==== Data to use ====

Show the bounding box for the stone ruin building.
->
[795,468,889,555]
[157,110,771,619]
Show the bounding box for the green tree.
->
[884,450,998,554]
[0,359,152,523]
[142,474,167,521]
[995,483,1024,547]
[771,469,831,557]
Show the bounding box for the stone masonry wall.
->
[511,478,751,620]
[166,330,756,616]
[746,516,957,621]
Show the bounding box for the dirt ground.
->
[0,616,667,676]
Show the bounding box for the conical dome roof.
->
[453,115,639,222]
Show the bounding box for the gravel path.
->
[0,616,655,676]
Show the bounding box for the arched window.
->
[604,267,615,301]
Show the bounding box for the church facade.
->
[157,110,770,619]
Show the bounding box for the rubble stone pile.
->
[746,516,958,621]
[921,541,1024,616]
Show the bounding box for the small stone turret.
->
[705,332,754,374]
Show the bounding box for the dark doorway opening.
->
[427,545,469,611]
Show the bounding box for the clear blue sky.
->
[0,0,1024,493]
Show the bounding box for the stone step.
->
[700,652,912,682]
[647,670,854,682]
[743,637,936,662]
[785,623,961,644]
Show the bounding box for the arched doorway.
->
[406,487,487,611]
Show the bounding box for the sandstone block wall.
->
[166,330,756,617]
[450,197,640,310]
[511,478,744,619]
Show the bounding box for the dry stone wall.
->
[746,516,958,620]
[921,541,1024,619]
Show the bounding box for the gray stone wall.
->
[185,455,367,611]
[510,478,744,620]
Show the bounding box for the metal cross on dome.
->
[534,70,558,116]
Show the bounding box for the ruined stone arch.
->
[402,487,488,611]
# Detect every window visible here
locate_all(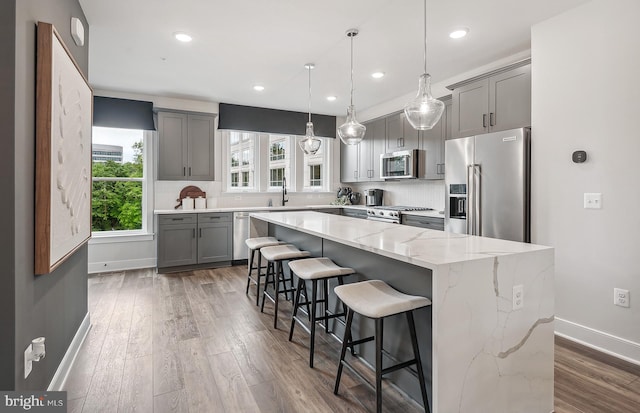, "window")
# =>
[269,168,284,187]
[309,165,322,186]
[269,135,292,190]
[303,139,330,191]
[227,131,257,190]
[91,127,146,232]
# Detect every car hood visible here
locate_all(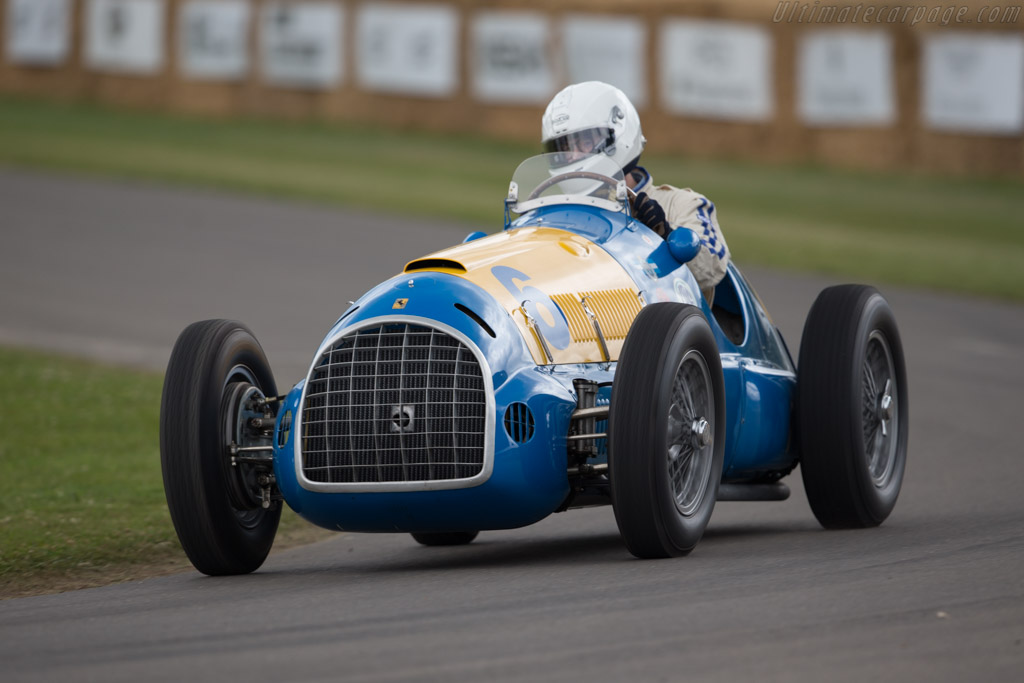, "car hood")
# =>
[403,227,642,365]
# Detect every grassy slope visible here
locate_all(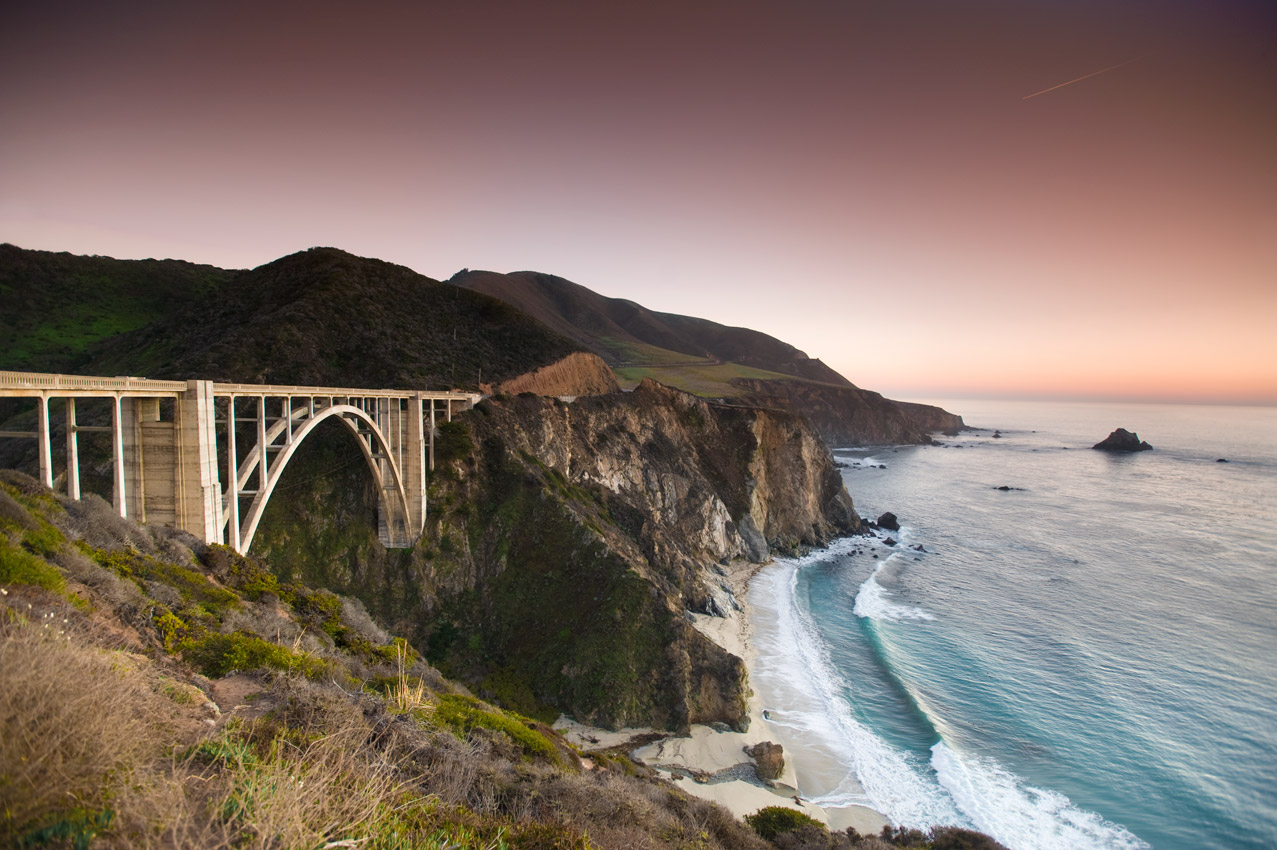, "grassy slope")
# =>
[0,472,999,850]
[450,272,849,396]
[91,248,581,388]
[0,244,235,371]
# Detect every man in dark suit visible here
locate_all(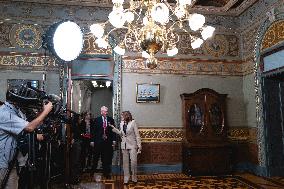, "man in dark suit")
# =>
[91,106,115,179]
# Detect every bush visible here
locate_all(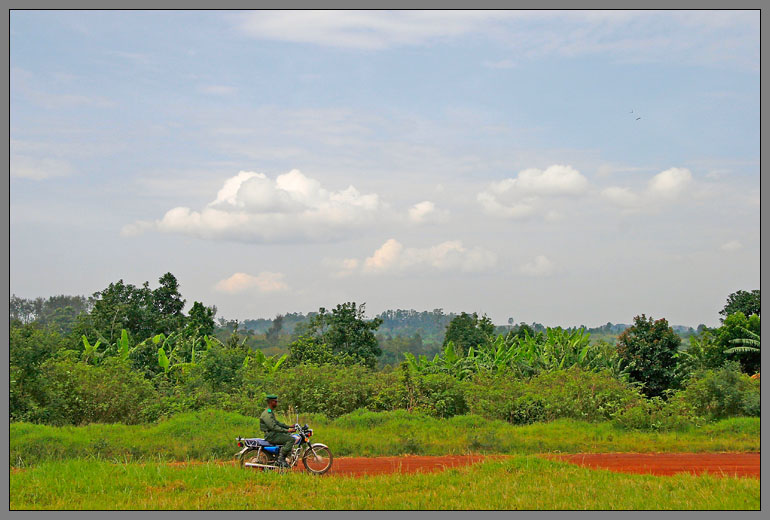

====

*Exercise aim*
Pick out every line in the records that contains the word "visible" and copy each one.

*Answer to this task*
# Detect every window visible here
# Detect every car hood visible here
# Detect every grassy slope visible here
# Detect every man in dark suit visible here
# Detect every bush visible here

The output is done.